## What the task asks
Write down exactly the lines from the one below that has "[pin] turkey foot -- one per line" to the end of the data, both ends included; the pictures should not appear in your copy.

*** Opening of Given records ***

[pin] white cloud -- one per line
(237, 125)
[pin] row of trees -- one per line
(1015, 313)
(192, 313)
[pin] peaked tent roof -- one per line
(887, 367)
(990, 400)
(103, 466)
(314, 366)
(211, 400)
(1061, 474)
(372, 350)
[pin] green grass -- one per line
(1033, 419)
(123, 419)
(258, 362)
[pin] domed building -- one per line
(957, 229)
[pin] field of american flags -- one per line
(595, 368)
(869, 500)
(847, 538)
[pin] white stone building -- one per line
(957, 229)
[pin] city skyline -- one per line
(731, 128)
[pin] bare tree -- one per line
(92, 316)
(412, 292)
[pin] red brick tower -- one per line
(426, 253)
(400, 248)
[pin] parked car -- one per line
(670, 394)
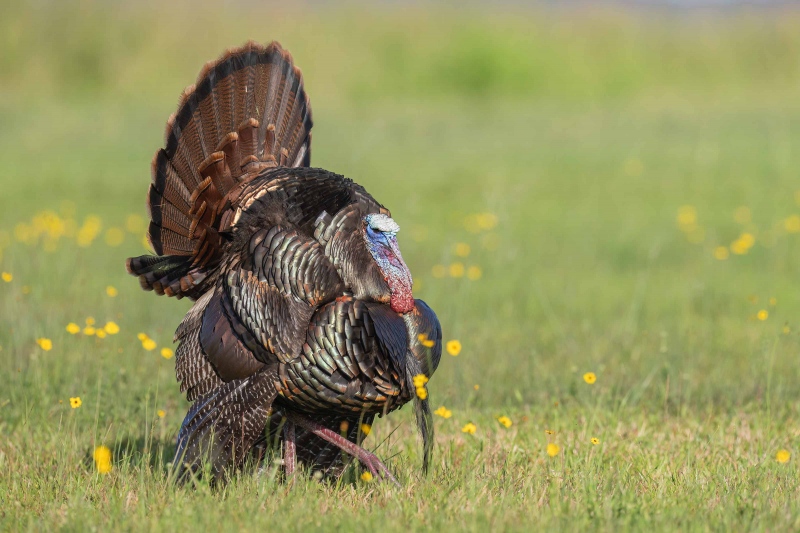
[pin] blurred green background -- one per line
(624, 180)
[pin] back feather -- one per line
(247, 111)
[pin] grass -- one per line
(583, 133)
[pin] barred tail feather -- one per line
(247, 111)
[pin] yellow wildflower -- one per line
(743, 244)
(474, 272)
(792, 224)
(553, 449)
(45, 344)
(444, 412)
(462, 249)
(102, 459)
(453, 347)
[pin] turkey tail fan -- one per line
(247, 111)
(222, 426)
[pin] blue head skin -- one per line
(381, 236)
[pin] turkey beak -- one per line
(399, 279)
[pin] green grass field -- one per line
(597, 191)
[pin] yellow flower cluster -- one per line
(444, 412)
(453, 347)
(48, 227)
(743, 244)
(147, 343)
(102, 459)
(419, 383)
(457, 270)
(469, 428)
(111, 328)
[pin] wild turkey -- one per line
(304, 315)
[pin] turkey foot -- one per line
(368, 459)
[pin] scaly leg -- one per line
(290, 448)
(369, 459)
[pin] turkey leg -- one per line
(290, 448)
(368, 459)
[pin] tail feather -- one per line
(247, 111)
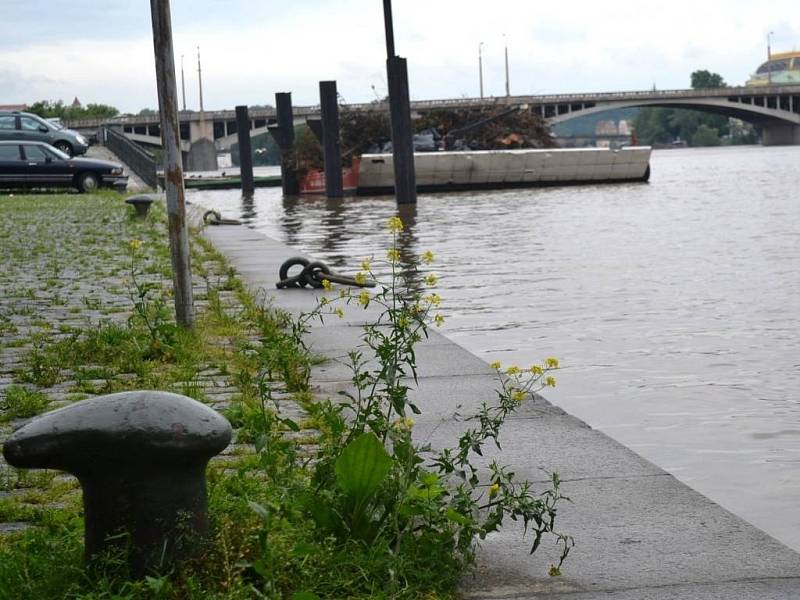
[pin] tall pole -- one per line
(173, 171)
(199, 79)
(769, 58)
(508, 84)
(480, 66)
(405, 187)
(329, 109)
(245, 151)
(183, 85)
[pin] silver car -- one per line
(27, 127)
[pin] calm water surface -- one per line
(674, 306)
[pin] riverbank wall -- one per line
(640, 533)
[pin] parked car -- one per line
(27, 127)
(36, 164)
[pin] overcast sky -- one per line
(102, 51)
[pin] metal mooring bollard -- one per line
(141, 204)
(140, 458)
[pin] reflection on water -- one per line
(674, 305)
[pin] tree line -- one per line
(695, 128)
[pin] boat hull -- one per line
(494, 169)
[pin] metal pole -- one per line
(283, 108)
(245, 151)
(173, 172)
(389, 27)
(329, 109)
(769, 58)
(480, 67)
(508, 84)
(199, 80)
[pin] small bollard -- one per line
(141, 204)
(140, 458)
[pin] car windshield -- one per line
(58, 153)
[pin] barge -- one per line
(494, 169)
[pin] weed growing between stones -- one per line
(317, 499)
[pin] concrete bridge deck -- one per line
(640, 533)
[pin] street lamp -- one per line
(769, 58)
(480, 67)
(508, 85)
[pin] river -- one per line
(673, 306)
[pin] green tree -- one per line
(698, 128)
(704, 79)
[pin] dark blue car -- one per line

*** Close of Given records ***

## Answer to the problem
[pin] turkey foot -- one per line
(368, 459)
[pin] scaly leg -- one per line
(290, 448)
(369, 459)
[pin] turkey leg -- one per line
(290, 448)
(368, 459)
[pin] tail feather -- one per line
(247, 111)
[pin] tall pole -- one per line
(173, 171)
(199, 79)
(769, 58)
(508, 84)
(480, 66)
(405, 187)
(329, 109)
(245, 151)
(183, 85)
[pin] silver car -- one per line
(27, 127)
[pin] calm water surface -- one per line
(674, 306)
[pin] riverbank wall -- one per line
(640, 533)
[pin] parked car -- one per line
(27, 127)
(36, 164)
[pin] overcast sky -- one per line
(102, 51)
[pin] metal mooring bollard -- one per line
(141, 204)
(140, 458)
[pin] reflection on water -- one per line
(674, 305)
[pin] tree line -- one per line
(695, 128)
[pin] boat hull -- one per line
(494, 169)
[pin] metal pole -- one per line
(283, 108)
(245, 151)
(173, 172)
(389, 27)
(329, 109)
(769, 58)
(480, 67)
(508, 84)
(199, 80)
[pin] small bollard -- one per line
(141, 204)
(140, 458)
[pin] car windshield -- one per line
(58, 153)
[pin] barge -- one per line
(494, 169)
[pin] weed growing between stones -- one per line
(317, 499)
[pin] concrete bridge deck -- one per line
(640, 533)
[pin] street lamp -- one per line
(769, 58)
(480, 67)
(508, 85)
[pin] river -- one per line
(673, 306)
[pin] green tree -- one per line
(698, 128)
(704, 79)
[pin] dark blue car -- one per line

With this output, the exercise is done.